## EXTRACTED ENTRIES
BEGIN

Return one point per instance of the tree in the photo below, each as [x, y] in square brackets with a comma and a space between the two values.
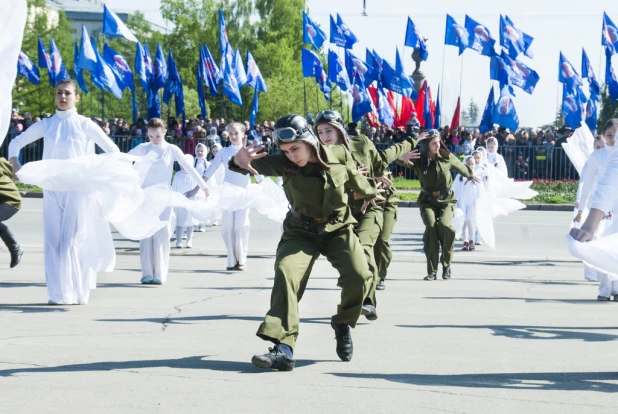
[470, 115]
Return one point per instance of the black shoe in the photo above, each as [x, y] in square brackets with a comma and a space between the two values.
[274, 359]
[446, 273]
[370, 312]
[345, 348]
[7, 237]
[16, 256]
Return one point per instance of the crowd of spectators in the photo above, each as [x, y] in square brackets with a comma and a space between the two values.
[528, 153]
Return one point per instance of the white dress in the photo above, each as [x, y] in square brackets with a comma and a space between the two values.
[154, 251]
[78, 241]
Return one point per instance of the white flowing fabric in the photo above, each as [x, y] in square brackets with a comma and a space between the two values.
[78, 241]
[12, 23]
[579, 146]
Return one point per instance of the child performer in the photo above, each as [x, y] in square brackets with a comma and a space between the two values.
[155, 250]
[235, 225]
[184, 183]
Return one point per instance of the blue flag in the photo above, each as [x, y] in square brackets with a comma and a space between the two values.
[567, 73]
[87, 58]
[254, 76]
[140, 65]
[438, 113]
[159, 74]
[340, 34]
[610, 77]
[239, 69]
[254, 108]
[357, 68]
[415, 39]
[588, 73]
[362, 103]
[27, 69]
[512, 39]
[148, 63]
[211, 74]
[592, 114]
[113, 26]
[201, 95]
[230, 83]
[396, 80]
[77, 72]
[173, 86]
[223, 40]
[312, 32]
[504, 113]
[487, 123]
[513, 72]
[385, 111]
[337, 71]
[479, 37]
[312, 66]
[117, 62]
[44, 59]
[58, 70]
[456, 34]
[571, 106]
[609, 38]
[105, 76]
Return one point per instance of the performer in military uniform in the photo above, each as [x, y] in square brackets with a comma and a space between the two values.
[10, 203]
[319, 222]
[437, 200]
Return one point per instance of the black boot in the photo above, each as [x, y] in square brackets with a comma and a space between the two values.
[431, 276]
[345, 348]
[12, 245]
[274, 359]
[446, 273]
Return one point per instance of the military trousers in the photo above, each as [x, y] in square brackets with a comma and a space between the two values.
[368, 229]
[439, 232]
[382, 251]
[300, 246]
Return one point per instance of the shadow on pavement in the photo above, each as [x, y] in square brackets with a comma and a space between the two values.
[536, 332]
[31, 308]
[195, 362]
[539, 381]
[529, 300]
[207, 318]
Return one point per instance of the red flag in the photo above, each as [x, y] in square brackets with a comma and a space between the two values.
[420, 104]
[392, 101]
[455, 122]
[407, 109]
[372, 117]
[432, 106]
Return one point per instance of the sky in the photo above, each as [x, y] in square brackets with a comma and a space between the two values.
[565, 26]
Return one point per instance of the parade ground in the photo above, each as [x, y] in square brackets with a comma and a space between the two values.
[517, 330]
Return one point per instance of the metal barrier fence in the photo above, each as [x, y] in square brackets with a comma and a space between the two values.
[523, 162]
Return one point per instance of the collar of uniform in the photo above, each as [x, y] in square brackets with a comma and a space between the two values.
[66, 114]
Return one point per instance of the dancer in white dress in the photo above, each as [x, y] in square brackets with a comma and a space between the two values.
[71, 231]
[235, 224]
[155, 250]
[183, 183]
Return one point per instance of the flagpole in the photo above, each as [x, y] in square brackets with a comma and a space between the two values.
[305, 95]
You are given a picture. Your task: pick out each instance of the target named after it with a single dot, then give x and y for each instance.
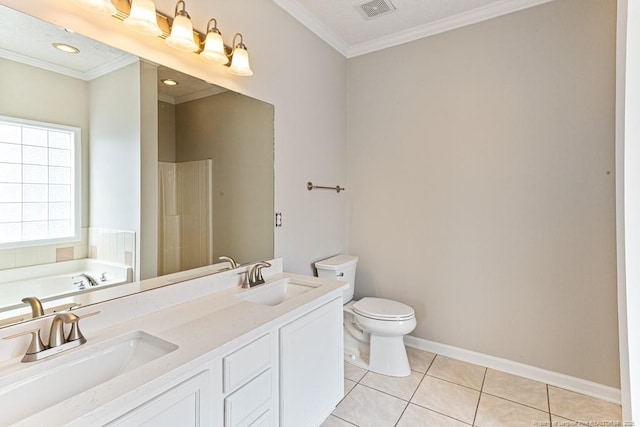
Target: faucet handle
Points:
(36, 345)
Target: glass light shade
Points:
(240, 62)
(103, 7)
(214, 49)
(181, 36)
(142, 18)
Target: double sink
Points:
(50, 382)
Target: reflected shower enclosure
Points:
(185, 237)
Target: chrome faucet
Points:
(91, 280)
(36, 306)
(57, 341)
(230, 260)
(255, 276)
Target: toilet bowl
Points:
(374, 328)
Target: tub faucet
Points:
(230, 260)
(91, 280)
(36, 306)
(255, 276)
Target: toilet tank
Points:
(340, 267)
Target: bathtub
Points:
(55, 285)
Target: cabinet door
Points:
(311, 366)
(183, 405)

END
BEGIN

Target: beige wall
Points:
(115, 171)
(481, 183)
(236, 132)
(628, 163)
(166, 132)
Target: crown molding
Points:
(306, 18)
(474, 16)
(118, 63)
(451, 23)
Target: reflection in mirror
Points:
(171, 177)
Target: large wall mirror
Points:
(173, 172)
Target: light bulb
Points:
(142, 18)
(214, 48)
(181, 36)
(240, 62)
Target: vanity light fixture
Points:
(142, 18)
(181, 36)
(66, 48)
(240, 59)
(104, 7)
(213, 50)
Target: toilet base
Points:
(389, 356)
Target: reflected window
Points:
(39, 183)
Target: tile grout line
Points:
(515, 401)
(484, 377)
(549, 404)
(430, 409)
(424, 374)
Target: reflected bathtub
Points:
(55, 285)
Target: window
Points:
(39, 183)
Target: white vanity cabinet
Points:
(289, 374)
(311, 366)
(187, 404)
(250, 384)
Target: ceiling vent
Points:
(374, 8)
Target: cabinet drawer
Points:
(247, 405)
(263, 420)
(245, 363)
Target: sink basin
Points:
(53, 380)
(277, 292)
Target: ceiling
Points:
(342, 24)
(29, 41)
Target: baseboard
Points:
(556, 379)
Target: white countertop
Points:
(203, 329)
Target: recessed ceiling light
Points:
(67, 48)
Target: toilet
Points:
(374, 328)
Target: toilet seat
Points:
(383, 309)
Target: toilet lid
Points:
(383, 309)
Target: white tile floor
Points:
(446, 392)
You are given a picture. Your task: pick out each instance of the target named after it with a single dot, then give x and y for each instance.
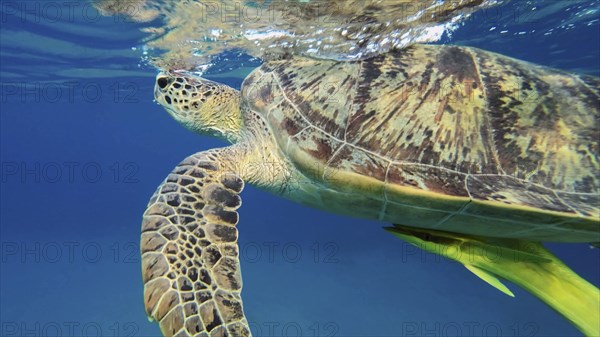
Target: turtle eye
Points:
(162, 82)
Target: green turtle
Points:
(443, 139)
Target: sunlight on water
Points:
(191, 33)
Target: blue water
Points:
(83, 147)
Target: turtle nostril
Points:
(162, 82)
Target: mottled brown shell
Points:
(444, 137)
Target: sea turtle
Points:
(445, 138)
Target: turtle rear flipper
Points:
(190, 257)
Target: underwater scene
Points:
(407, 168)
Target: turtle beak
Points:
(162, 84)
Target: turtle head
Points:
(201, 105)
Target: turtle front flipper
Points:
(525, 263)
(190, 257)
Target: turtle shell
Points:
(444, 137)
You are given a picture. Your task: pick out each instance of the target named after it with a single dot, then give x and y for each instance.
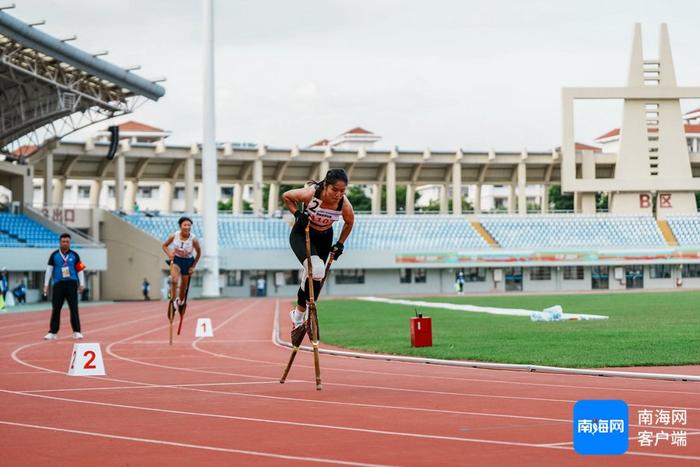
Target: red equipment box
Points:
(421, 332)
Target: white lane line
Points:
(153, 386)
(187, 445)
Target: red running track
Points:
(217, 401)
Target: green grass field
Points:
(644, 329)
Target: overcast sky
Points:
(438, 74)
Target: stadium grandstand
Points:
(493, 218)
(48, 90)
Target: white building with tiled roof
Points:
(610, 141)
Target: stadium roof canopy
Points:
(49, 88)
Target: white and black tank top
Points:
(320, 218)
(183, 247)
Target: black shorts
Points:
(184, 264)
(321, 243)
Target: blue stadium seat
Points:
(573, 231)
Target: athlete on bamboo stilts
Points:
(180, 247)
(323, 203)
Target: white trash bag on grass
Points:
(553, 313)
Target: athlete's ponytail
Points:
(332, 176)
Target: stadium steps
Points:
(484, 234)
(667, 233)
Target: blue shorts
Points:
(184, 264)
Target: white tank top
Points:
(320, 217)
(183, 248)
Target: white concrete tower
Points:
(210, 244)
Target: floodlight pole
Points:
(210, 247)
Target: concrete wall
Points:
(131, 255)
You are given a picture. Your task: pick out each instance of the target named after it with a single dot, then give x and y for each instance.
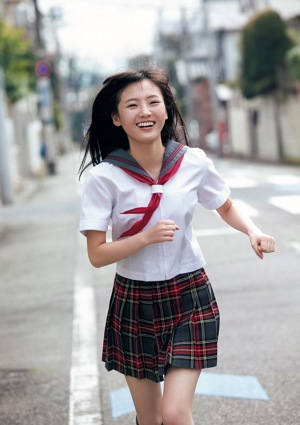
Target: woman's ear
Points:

END
BEGIN

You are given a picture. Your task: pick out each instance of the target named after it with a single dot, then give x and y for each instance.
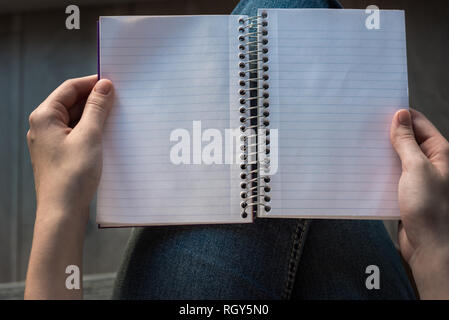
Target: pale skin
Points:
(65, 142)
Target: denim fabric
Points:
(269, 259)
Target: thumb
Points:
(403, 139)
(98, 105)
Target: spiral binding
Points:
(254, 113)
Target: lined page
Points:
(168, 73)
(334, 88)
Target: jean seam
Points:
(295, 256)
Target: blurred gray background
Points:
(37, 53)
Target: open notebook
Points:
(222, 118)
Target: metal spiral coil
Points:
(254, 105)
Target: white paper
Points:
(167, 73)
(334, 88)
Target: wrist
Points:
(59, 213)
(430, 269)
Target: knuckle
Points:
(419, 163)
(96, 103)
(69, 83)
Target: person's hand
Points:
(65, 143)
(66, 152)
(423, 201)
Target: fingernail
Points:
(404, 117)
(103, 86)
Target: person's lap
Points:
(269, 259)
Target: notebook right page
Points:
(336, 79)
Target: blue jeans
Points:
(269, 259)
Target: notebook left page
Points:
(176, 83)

END

## DIRECTIONS FOR THIS TASK
The reply is a bare number, the count of lines in these entries that hold the word "cabinet".

## RESPONSE TO THE TASK
3